• **Work instructions**:
Reproduce each of the lines below verbatim, omitting the pictures.

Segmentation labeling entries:
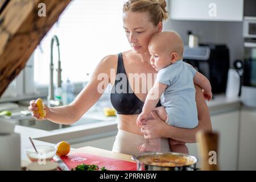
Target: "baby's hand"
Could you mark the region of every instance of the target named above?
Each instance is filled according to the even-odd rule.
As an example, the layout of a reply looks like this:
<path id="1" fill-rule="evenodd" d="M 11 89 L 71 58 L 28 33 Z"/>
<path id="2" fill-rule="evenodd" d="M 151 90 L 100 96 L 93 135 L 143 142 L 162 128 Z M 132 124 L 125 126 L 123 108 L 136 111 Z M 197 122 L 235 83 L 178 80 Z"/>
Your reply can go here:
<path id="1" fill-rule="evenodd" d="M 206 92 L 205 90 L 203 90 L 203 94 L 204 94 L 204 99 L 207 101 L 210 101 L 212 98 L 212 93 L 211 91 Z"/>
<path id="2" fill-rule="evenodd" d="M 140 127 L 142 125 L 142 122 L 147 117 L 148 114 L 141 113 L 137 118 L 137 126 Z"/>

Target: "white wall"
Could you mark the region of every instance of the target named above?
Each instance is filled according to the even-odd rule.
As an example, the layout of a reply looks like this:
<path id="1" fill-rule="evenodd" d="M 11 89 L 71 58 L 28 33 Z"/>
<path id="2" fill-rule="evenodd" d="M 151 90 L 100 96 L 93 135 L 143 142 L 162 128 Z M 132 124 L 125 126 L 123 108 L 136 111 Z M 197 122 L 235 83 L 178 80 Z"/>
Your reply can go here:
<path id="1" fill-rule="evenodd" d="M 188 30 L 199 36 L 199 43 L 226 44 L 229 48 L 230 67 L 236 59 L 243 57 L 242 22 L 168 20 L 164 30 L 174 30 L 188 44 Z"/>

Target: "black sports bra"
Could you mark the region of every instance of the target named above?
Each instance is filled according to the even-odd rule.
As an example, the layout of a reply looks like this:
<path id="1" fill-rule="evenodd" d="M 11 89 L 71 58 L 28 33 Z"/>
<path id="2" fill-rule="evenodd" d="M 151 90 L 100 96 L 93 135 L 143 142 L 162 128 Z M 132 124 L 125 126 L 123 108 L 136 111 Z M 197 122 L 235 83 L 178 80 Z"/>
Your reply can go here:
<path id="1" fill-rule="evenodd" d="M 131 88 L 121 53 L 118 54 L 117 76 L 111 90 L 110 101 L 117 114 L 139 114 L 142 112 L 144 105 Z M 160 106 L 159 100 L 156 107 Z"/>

• **Expected answer**:
Target: "baby's hand"
Could you mark the region of every instance of the target named above?
Each instance is filled according to the even-odd rule.
As an example, the layout of a reply looks like this:
<path id="1" fill-rule="evenodd" d="M 11 89 L 71 58 L 28 33 Z"/>
<path id="2" fill-rule="evenodd" d="M 151 90 L 100 96 L 93 135 L 143 142 L 162 128 Z M 132 124 L 125 126 L 123 108 L 136 111 Z M 197 122 L 235 83 L 178 80 Z"/>
Your reply can go here:
<path id="1" fill-rule="evenodd" d="M 206 92 L 205 90 L 203 90 L 203 94 L 204 94 L 204 99 L 207 101 L 210 101 L 212 98 L 212 93 L 211 91 Z"/>
<path id="2" fill-rule="evenodd" d="M 140 127 L 142 125 L 142 122 L 147 117 L 148 114 L 141 113 L 137 118 L 137 126 Z"/>

Target: "white wall"
Could you mark the region of every instance of the target named above?
Each instance is filled according to the even-odd rule.
As an example, the layout of a reply looks like this:
<path id="1" fill-rule="evenodd" d="M 11 89 L 71 58 L 28 33 Z"/>
<path id="2" fill-rule="evenodd" d="M 151 90 L 100 96 L 93 135 L 143 142 L 162 128 Z M 132 124 L 125 126 L 123 108 L 136 111 Z M 197 122 L 235 83 L 178 80 Z"/>
Your reply can go here:
<path id="1" fill-rule="evenodd" d="M 188 30 L 199 36 L 199 43 L 226 44 L 229 48 L 230 67 L 236 59 L 243 57 L 242 22 L 168 20 L 164 30 L 174 30 L 188 44 Z"/>

Target: "black sports bra"
Could you mark the region of every instance of the target named above?
Each instance is filled according to the even-odd rule.
As an example, the layout of a reply looks like this:
<path id="1" fill-rule="evenodd" d="M 11 89 L 71 58 L 28 33 Z"/>
<path id="2" fill-rule="evenodd" d="M 151 90 L 100 96 L 93 135 L 143 142 L 162 128 Z M 132 124 L 125 126 L 123 108 L 136 111 Z M 197 122 L 235 83 L 178 80 Z"/>
Your reply can go here:
<path id="1" fill-rule="evenodd" d="M 131 88 L 121 53 L 118 54 L 117 76 L 111 90 L 110 101 L 117 114 L 139 114 L 142 112 L 144 105 Z M 160 106 L 159 100 L 156 107 Z"/>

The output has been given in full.